### WHAT YOU NEED TO DO
A – Reproduce the passage about Merlin from "In an interview" to "over the role).", putting "six times" in place of "eight times".
B – Answer these questions from the passage about Merlin:
(i) In what year did Merlin join the faculty of NYU's Graduate Acting program?
(ii) How was Michael Chekhov related to Anton Chekhov?
(iii) How many times did Merlin audition for "Fiddler"?
C – In the passage about Merlin, name every person mentioned in the two sentences that begin "Merlin was a student of the acting teacher", other than Merlin.

### SELECTED EXTRACT
++++++++

NYU’s Graduate Acting program at the Tisch School of the Arts, where she became a member of the faculty in 1998, announced her passing on Monday.
Merlin was a student of the acting teacher Michael Chekhov and said to be the last surviving disciple still teaching his technique. Chekhov, a nephew of the playwright Anton Chekhov, was a student of Konstantin Stanislavski, putting Merlin in a direct line of influence with the Russian creator of the naturalistic acting technique that came to be known as “the system” (and, when adapted by the Jewish acting mavericks Lee Strasberg and Stella Adler, as “The Method”).
In an interview for the 2016 PBS documentary series “American Masters,” Merlin said she auditioned eight times before the director of “Fiddler,” Jerome Robbins, and creators Sheldon Harrnick and Jerry Bock were convinced she could handle the role of the daughter who ends up marrying Motel the tailor (a young Bette Midler later took over the role).

++++++++

### SOURCE DATA
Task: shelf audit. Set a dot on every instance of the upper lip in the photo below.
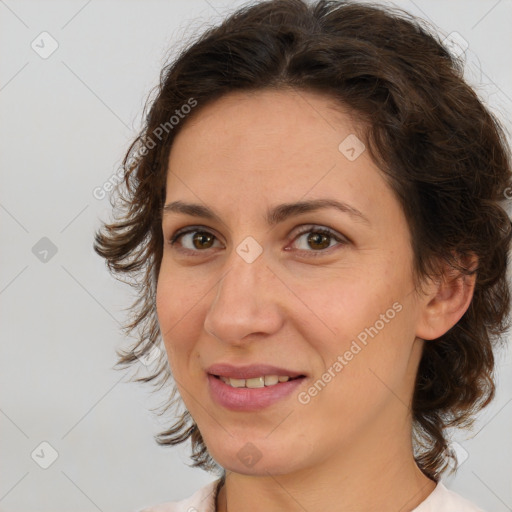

++++++++

### ANSWERS BELOW
A –
In an interview for the 2016 PBS documentary series “American Masters,” Merlin said she auditioned six times before the director of “Fiddler,” Jerome Robbins, and creators Sheldon Harrnick and Jerry Bock were convinced she could handle the role of the daughter who ends up marrying Motel the tailor (a young Bette Midler later took over the role).

B –
(i) 1998
(ii) He was Anton Chekhov's nephew.
(iii) Eight times

C – Michael Chekhov, Anton Chekhov, Konstantin Stanislavski, Lee Strasberg, Stella Adler